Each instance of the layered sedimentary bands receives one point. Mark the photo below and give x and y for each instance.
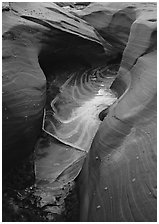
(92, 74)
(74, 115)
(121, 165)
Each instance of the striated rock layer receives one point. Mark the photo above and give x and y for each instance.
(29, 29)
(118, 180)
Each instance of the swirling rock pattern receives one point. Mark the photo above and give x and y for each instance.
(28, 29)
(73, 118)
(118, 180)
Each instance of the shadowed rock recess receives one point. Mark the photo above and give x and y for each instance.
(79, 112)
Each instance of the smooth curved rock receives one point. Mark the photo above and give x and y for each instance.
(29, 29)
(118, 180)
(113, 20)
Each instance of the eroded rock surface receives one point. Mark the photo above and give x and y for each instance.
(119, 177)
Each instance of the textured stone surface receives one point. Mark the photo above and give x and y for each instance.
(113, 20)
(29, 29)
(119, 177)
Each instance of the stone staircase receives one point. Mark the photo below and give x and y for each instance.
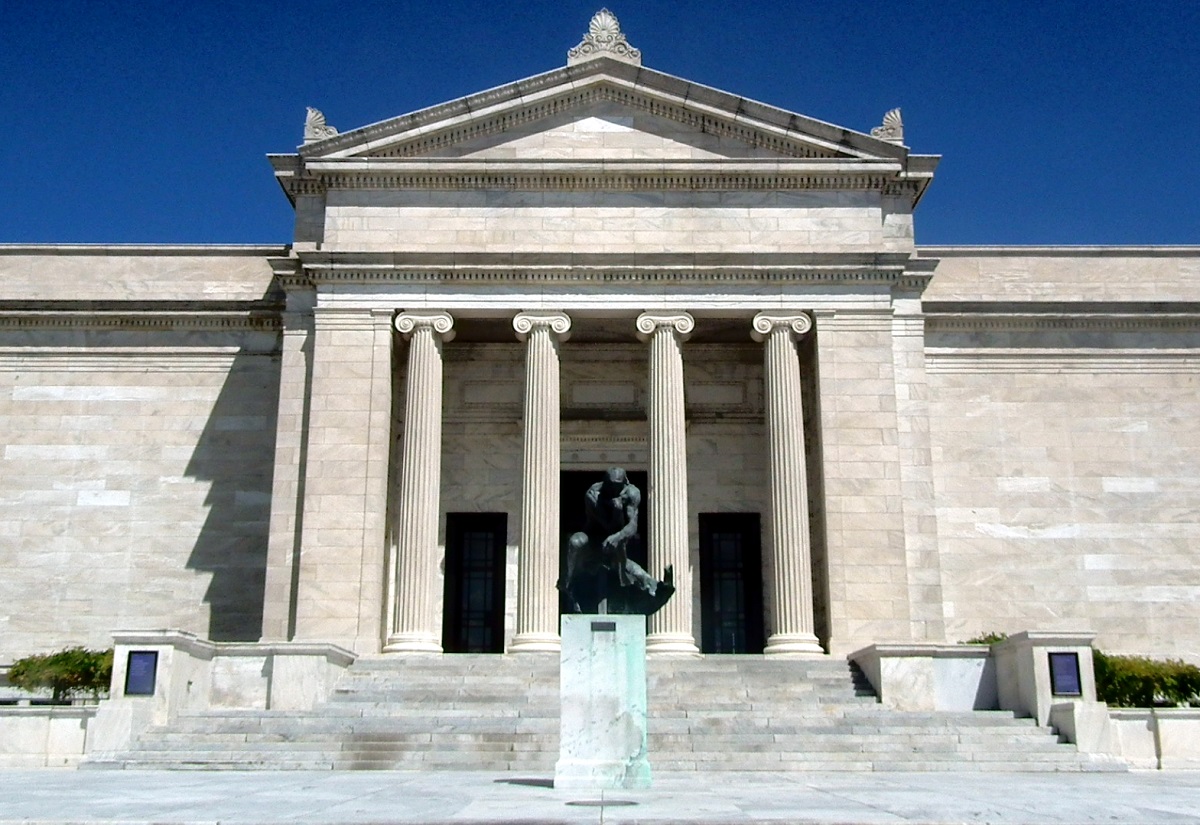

□ □ □ □ □

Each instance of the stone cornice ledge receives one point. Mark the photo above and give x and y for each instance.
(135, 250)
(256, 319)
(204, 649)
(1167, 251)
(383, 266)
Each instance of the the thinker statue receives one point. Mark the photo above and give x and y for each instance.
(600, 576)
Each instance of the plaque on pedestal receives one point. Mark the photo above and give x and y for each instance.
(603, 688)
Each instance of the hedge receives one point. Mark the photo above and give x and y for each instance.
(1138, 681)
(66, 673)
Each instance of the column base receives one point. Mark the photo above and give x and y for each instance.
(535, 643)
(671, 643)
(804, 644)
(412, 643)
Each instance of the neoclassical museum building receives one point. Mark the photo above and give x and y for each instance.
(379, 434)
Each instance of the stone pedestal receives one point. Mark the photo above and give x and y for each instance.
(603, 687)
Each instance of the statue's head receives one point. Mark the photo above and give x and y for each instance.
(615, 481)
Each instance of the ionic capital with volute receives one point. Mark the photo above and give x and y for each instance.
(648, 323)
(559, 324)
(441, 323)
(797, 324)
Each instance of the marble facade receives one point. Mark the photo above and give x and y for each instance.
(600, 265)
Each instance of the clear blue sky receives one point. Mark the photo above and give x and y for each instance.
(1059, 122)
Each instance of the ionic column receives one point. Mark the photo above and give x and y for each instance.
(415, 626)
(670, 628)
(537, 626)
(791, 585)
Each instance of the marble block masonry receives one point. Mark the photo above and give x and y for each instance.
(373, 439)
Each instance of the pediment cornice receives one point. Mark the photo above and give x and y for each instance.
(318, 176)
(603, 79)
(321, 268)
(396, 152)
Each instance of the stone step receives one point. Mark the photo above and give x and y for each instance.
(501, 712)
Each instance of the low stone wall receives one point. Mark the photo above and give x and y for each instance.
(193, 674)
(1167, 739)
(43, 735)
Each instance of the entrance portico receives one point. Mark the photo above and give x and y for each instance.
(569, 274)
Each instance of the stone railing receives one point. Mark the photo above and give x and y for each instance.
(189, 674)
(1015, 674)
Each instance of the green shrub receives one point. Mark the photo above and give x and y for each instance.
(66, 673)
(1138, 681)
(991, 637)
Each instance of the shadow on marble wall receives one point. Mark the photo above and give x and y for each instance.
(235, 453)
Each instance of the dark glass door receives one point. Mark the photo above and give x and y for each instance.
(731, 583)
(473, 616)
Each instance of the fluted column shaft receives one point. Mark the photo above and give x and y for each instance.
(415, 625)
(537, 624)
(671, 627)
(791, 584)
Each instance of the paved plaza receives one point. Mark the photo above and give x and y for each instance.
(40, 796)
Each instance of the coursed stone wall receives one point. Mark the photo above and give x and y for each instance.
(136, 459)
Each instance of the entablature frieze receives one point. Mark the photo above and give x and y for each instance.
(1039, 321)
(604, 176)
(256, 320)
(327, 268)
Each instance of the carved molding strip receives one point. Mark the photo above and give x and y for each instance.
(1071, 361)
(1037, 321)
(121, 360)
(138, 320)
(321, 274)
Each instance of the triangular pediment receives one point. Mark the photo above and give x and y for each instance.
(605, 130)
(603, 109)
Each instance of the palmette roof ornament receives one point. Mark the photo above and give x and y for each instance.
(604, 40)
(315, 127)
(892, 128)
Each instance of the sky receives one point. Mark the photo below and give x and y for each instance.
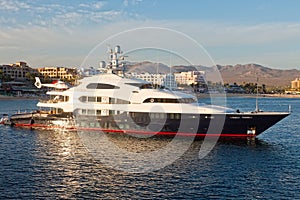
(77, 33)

□ □ □ □ □

Copy out the records from the line with "Each instance of the statue's" up to and including the line with "(1059, 122)", keeping every character unchanged.

* **SOLUTION FOR THIS PROBLEM**:
Each instance of the statue's head receives one point. Mark the photo above and give x and y for each instance.
(615, 481)
Each instance of the ionic capital with volute receives one point. Mark the photo above and give x and y for each instance.
(648, 323)
(559, 324)
(441, 323)
(797, 324)
Each instance of the marble facade receives one point. Mark the photo above and give x and y for each instance.
(600, 265)
Each instance of the clear blue sky receives one point. Mark the photo above and give x and y for each instance.
(1059, 122)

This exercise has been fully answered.